▸ What to work on
The records are to be repeated in full, with the images removed.

(Image-grounded pointing data)

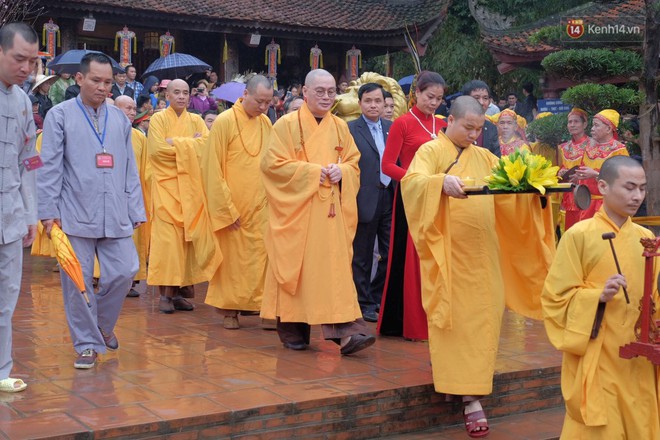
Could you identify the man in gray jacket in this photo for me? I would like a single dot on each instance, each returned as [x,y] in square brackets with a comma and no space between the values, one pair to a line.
[89,185]
[19,46]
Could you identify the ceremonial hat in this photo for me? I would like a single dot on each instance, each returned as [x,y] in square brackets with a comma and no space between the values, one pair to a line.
[579,112]
[40,80]
[144,116]
[610,117]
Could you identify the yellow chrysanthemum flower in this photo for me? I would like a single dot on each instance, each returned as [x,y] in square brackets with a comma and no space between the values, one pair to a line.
[515,170]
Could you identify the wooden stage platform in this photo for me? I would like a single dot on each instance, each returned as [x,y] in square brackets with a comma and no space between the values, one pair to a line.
[184,377]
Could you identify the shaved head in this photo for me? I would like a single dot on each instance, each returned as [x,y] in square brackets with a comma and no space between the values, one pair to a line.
[316,74]
[609,172]
[463,105]
[177,83]
[256,81]
[178,93]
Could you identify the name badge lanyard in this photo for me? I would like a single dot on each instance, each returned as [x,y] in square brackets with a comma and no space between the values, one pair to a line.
[99,136]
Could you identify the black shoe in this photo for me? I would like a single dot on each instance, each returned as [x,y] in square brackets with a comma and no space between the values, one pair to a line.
[181,304]
[357,343]
[165,305]
[295,346]
[111,341]
[370,316]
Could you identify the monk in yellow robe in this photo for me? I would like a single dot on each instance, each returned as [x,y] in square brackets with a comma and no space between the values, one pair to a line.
[237,201]
[511,131]
[183,250]
[464,245]
[142,234]
[606,397]
[311,177]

▸ Written answer
Could you identify the man in gray jacket in this photo for me? I would like a single dot on each instance, each returned as [x,y] in square brackets with a comma and no space between the values, one pair to a line.
[89,185]
[19,46]
Could you identify the ceremonial hat in this photo for me? I would like a single dot on each instance, each returned as [x,y] in square brackets with a comma and no space between the values, one pair to a line.
[579,112]
[40,80]
[144,116]
[610,117]
Could you identify the yellow chrysanthemum flower in this photo for me? I would like a single dot on each instance, each returned as [x,y] in square brackets with a comma and no space between the values, one pair to a line.
[515,170]
Could you identify the wooden stage platform in this photo for me? I would like a single dot on each instance, each returned as [x,y] in square brackets with a comma and no space between the values, one pair to a line.
[184,377]
Could you identify the shaved head in this photo for me? I would like a single dot on each instance, each returned as [x,y] in square brackets with a comma and no space between the values, one pair to a line.
[316,74]
[609,172]
[463,105]
[177,83]
[256,81]
[178,93]
Could you identify the name badge lanyard in this photo for me? I would like a single dot on each instance, each returned as [x,y] in square brackets with a comma and no space between the values, one pair to a line.
[99,136]
Could you identify the black shoe in this photo for me? I would like a single dot on each instance, each returned as [x,y] in square brackets with a comma and no space between the values, one pair to a line.
[181,304]
[357,343]
[165,305]
[295,346]
[111,341]
[370,316]
Could you identify the monk in yellow robe in this photo for me? I would like a single dot on each instance, each returned as [x,y] in square brackets with a comma and no space between the values, one pair to a line.
[237,201]
[511,131]
[183,250]
[464,245]
[142,234]
[606,397]
[311,177]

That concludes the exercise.